___ Extracted material

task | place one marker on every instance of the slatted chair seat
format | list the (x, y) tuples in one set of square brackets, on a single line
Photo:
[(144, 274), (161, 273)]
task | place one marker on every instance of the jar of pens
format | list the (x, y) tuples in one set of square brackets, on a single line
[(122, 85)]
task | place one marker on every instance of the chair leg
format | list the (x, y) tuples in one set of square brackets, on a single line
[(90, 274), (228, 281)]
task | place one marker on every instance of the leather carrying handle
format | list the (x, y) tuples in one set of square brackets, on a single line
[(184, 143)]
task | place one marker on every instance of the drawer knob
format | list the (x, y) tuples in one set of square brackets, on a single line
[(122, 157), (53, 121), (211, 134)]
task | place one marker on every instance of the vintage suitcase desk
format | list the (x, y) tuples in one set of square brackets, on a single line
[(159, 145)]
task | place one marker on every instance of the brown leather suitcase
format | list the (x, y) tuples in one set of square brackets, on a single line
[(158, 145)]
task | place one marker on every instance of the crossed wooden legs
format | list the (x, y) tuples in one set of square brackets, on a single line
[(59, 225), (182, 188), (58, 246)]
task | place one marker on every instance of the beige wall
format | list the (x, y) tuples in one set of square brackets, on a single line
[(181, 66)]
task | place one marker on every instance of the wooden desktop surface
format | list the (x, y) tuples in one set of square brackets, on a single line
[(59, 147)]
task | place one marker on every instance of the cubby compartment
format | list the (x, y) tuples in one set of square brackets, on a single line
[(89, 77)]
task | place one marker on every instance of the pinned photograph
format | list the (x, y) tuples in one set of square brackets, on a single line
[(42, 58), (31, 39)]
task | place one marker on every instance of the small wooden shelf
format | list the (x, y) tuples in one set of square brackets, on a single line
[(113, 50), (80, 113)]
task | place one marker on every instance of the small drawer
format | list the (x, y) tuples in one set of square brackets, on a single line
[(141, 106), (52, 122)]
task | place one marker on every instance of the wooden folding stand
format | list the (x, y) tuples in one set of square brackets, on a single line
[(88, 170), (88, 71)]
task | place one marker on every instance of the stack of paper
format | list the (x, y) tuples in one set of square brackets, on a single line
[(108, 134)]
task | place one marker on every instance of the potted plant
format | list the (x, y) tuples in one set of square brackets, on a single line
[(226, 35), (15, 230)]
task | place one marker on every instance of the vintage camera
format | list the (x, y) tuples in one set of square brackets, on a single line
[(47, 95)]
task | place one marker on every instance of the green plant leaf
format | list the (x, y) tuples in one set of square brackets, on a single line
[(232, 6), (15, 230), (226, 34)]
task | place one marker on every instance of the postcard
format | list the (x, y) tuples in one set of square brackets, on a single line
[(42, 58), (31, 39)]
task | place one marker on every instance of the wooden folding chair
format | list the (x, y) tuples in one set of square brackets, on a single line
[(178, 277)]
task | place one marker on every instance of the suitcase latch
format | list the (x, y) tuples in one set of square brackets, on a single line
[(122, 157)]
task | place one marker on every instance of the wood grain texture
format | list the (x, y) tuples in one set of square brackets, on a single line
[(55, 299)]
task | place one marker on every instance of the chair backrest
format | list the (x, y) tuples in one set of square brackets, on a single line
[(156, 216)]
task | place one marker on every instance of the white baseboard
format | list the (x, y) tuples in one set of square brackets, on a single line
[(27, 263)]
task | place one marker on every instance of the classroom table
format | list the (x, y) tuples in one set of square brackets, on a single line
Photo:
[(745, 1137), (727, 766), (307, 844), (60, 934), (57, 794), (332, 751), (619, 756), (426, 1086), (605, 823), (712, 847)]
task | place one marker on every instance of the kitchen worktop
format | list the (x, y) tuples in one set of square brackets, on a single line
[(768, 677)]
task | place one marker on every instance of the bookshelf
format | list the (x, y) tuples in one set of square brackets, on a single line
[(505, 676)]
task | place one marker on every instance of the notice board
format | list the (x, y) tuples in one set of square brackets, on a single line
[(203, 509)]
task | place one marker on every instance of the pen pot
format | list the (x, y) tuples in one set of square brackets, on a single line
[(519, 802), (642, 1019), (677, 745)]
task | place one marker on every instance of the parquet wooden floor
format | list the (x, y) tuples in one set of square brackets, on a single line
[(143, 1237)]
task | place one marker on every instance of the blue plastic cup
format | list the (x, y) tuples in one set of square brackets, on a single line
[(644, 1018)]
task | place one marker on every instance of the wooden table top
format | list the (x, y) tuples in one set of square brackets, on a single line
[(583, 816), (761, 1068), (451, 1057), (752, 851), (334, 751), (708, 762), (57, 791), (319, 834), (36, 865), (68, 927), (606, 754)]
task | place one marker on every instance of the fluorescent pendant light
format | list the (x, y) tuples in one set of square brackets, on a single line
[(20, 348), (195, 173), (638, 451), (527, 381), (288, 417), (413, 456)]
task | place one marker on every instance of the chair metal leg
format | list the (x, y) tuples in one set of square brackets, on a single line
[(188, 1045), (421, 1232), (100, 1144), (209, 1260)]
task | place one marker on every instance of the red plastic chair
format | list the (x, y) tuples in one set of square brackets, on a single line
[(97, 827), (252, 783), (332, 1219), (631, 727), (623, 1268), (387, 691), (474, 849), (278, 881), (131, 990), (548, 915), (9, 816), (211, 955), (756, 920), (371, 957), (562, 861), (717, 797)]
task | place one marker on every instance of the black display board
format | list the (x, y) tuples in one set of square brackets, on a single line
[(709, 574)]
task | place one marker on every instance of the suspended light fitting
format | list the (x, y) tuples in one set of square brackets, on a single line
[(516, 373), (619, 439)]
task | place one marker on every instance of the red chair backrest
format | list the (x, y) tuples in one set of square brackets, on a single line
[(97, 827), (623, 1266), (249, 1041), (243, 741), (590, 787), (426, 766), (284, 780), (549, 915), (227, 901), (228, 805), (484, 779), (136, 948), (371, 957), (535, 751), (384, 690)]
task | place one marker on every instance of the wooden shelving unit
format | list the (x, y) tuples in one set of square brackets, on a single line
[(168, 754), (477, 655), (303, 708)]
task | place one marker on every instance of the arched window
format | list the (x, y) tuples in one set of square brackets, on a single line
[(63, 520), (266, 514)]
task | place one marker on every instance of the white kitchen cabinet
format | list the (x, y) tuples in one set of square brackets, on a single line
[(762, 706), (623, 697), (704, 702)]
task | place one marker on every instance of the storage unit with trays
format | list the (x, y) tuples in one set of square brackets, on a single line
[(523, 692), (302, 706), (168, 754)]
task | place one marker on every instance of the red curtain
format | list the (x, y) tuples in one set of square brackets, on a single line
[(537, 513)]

______

Problem.
Apply a filter for "plant" to the data above, then copy each line that matches.

Worked solution.
task | place one marker on every instance of the potted plant
task | place one marker on every instance of the green plant leaf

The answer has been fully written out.